What the task asks:
List every line in the material below that contains the string "door", copying each such line in full.

Given entries:
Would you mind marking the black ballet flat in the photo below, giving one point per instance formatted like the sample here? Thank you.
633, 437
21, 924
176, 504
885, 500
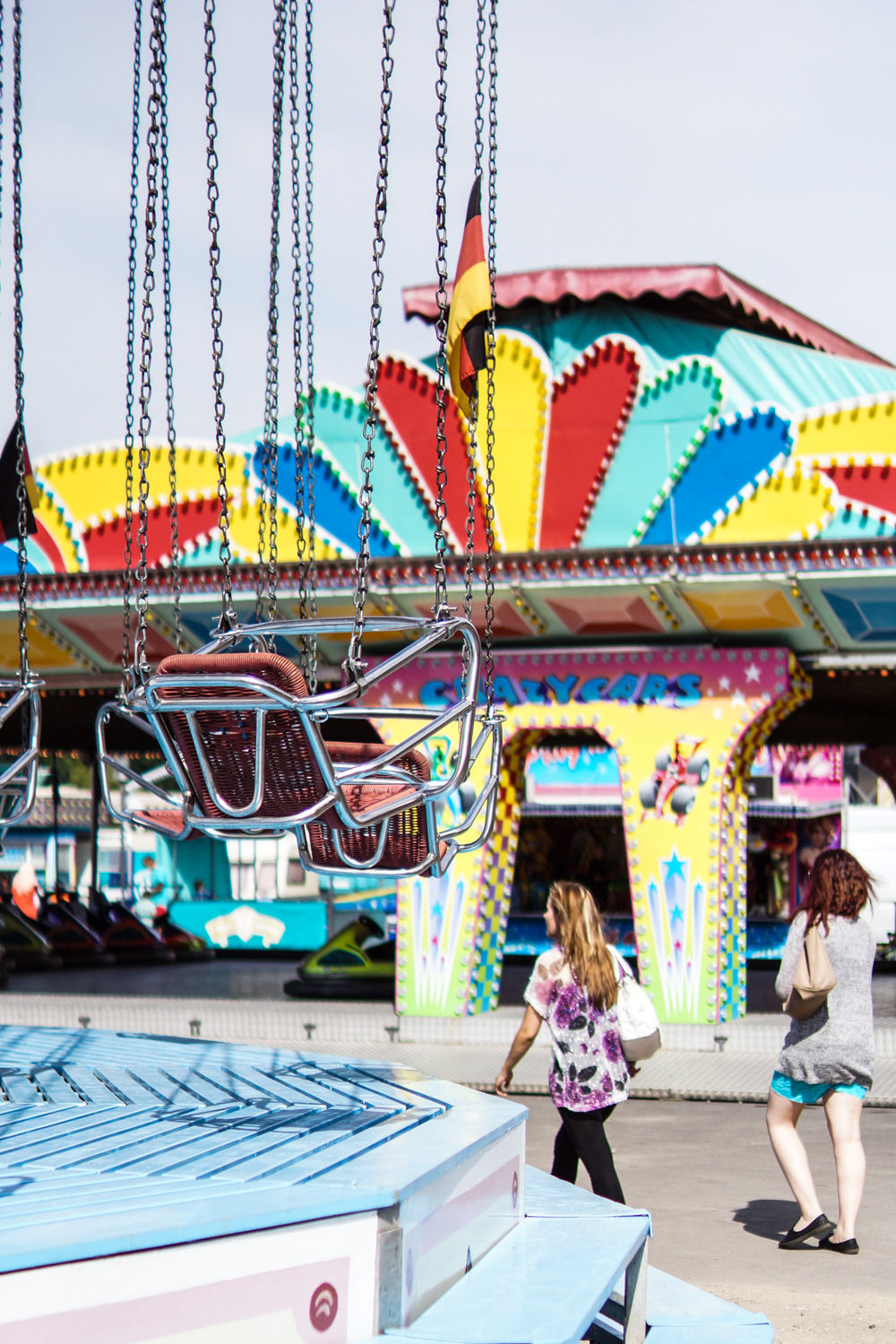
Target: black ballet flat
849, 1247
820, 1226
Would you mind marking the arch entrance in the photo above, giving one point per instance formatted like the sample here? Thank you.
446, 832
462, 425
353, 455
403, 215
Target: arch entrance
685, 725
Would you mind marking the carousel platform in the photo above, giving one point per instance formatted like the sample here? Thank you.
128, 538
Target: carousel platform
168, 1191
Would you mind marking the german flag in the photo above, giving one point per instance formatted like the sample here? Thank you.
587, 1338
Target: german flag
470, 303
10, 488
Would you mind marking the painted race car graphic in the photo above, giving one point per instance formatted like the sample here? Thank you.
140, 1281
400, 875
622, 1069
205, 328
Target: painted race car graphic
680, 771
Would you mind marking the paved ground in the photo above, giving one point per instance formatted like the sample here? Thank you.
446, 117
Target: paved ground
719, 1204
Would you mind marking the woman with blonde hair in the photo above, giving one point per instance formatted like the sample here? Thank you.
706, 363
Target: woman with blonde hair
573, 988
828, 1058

...

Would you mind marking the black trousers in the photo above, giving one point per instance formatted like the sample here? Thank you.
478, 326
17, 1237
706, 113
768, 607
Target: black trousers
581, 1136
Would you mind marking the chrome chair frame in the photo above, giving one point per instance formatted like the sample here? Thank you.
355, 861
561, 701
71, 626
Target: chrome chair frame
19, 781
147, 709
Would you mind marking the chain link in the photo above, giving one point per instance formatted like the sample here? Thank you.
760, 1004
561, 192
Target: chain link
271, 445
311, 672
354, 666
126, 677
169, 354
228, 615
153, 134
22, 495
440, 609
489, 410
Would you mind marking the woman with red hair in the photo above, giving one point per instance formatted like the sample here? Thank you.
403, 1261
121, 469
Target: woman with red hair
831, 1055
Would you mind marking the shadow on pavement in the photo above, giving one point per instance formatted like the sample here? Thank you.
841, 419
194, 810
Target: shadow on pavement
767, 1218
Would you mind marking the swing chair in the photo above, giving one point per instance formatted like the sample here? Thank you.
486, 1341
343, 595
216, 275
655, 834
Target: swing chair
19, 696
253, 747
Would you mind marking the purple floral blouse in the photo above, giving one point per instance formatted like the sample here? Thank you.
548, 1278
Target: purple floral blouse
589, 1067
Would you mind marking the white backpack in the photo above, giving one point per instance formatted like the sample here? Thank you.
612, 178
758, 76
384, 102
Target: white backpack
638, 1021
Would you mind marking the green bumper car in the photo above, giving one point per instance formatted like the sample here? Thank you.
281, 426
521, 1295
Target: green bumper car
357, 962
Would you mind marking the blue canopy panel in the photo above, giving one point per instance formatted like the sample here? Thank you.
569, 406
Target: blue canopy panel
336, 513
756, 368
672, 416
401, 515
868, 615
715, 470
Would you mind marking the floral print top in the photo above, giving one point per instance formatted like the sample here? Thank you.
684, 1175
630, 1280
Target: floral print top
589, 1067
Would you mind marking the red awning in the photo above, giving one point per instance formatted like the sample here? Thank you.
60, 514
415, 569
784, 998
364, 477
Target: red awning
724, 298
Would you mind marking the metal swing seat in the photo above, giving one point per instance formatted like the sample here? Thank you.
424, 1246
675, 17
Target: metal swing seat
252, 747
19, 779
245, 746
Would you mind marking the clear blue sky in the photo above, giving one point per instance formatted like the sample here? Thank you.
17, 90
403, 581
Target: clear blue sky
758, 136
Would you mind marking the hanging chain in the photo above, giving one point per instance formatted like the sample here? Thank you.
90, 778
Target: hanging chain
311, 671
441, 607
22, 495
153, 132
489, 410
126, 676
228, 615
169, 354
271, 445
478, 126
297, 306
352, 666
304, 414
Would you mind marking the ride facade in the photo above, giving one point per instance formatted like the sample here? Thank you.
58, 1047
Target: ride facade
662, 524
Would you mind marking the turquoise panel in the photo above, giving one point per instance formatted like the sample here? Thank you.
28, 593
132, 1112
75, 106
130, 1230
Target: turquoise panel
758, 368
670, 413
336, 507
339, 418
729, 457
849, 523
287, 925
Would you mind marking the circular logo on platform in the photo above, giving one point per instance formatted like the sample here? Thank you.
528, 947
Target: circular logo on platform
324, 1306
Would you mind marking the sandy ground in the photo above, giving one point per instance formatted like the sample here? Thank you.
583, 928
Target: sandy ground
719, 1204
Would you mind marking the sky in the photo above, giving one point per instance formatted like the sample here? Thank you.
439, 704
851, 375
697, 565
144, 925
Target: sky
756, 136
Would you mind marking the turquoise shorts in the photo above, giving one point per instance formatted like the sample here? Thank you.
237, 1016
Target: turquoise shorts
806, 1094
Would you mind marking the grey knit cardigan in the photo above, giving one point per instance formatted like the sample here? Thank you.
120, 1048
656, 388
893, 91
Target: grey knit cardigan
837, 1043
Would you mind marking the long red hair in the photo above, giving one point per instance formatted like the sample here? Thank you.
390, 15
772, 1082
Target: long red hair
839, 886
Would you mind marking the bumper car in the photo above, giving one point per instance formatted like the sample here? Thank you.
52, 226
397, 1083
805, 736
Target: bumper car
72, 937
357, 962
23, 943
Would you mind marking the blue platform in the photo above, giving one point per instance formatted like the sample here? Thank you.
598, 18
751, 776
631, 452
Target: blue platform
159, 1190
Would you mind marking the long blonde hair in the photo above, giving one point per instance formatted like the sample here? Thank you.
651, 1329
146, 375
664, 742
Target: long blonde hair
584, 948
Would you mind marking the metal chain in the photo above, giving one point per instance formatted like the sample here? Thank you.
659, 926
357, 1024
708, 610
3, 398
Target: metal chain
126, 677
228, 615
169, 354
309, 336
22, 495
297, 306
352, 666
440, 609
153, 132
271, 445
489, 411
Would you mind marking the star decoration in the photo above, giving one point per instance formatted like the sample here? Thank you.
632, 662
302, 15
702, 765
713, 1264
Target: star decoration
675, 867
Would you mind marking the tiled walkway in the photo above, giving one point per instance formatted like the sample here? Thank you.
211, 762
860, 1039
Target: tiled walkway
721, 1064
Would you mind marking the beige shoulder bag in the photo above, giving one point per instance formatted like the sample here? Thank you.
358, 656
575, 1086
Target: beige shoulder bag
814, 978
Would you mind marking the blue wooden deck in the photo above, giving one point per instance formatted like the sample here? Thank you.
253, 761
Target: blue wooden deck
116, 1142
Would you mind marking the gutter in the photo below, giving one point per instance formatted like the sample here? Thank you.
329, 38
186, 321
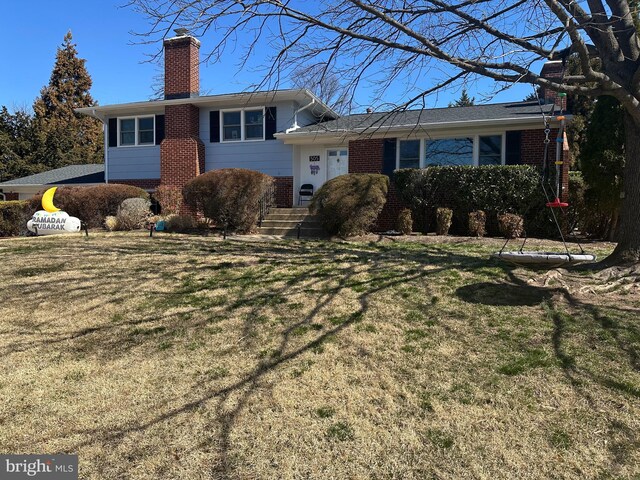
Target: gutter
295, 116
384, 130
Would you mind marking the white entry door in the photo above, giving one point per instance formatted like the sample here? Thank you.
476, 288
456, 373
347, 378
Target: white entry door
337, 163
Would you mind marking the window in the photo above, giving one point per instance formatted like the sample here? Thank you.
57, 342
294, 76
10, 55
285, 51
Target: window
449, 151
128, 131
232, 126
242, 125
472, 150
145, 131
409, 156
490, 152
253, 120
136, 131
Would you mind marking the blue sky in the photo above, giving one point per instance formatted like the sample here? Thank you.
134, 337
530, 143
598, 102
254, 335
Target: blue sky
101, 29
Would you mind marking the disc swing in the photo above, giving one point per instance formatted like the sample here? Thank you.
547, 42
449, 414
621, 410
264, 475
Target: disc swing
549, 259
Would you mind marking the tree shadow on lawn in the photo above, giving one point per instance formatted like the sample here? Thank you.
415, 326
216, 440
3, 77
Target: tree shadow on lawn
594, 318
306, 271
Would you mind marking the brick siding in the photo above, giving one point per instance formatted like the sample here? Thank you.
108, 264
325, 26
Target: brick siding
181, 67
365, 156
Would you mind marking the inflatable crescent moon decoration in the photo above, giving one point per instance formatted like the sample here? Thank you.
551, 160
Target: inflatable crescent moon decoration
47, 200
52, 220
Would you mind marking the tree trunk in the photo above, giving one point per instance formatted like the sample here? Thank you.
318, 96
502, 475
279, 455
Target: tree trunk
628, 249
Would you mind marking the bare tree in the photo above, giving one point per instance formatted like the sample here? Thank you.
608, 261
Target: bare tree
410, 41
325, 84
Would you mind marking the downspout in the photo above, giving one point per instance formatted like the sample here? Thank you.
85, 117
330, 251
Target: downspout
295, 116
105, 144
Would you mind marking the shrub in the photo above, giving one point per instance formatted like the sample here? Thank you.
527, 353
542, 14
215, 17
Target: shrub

Written reply:
Would you mind marking the white entry door in the photo above, giving one point per instance formatted like the sample here? Thank you.
Target: white entry door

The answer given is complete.